> Given instruction
Reproduce each line of the data below verbatim, omitting the pictures from your output.

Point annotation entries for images
══════════════════════════════

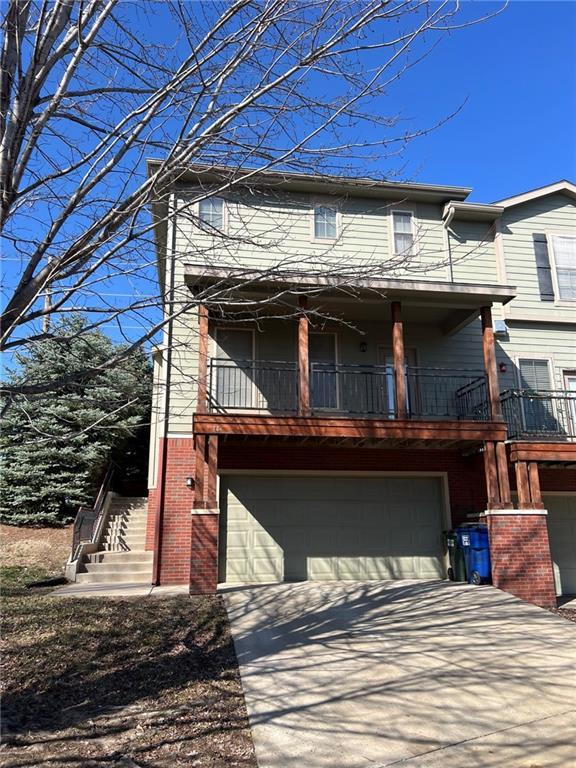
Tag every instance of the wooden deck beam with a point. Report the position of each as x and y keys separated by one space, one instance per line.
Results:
x=543 y=452
x=365 y=429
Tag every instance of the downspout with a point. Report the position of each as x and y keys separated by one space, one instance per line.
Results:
x=162 y=467
x=447 y=222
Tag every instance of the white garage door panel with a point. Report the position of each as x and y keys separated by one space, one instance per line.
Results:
x=562 y=533
x=329 y=528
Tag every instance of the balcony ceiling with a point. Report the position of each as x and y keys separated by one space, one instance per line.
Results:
x=448 y=306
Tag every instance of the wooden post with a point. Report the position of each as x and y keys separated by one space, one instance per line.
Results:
x=398 y=358
x=212 y=499
x=535 y=492
x=199 y=471
x=503 y=476
x=489 y=350
x=303 y=361
x=523 y=485
x=491 y=473
x=201 y=405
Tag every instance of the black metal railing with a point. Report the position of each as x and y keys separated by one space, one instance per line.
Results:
x=545 y=414
x=252 y=385
x=86 y=522
x=341 y=389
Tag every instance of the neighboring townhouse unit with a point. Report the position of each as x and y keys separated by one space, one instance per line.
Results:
x=365 y=366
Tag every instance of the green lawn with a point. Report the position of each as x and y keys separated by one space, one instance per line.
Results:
x=127 y=683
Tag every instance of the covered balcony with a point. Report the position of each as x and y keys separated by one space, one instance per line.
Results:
x=341 y=390
x=385 y=379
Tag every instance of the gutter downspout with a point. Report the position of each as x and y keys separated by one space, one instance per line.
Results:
x=447 y=222
x=162 y=468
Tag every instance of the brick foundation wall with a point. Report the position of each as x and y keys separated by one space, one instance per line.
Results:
x=520 y=554
x=177 y=524
x=188 y=539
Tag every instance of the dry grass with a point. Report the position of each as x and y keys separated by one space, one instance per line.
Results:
x=46 y=548
x=127 y=683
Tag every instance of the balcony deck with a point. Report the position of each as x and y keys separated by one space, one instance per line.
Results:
x=541 y=425
x=446 y=407
x=392 y=433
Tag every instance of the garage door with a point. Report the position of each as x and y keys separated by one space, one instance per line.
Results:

══════════════════════════════

> Answer to the problem
Tag every instance of the wooden deck beam with a point. Report the position of each as x and y keys separated by one space, one instance per line.
Results:
x=543 y=452
x=365 y=429
Tag every instance of the downspout with a point. Report the position of each as x and y keys separated by one space, one instance per line.
Results:
x=162 y=467
x=447 y=222
Tag every instance of the white garage door panel with a point. Report the position of each as x and y keys separated by one space, one instance per line.
Results:
x=562 y=533
x=329 y=528
Tag every instance of the balcony ceiling with a point. Report the position of each as x and y keys separated by one space, one instance per line.
Results:
x=448 y=306
Tag every instance of the wooden post with a point. Report the position of each as x and y keys separated by one space, one instance per line.
Results:
x=398 y=358
x=212 y=499
x=535 y=492
x=199 y=471
x=503 y=476
x=489 y=350
x=303 y=361
x=523 y=485
x=491 y=473
x=201 y=405
Tag every instance of the black metal railing with a point. Report the position of each as x and y keys separated by one space, one instance per line.
Results:
x=545 y=414
x=252 y=385
x=86 y=522
x=341 y=389
Tag every instance of the neighboring townhouse unit with a point. Report the position of each as x and y keys separated by one space, one instance per line.
Results:
x=365 y=366
Tag every instance of the green lawn with a point. Report the position of each as x and y keys separated by one space, one instance per line.
Results:
x=127 y=683
Tag every instance of the covered balcony with a point. Report the position of each as x and y keys separated by one space, one instance per line.
Results:
x=341 y=390
x=385 y=379
Tag every instance of the gutter downspout with a point. Report the position of each as x and y keys separated by one space, one instance per line.
Results:
x=447 y=222
x=162 y=468
Tag every instance of the brick foundation wall with a point. Report the position of each as x and y keys separated by one space, one instance per line.
Results:
x=520 y=554
x=177 y=524
x=188 y=539
Tag every instance of the dry grass with a point. Report the position of each as x and y keys separated by one space, one instance per line.
Results:
x=46 y=548
x=127 y=683
Tag every instance of the balcony deck with a point. Report the position of each as x and y keys separated by one space, one instance per line.
Results:
x=541 y=425
x=446 y=407
x=392 y=433
Tag every instance of the garage door with a point. Report the position of each as x and y keys separated by one space, one instance per line.
Results:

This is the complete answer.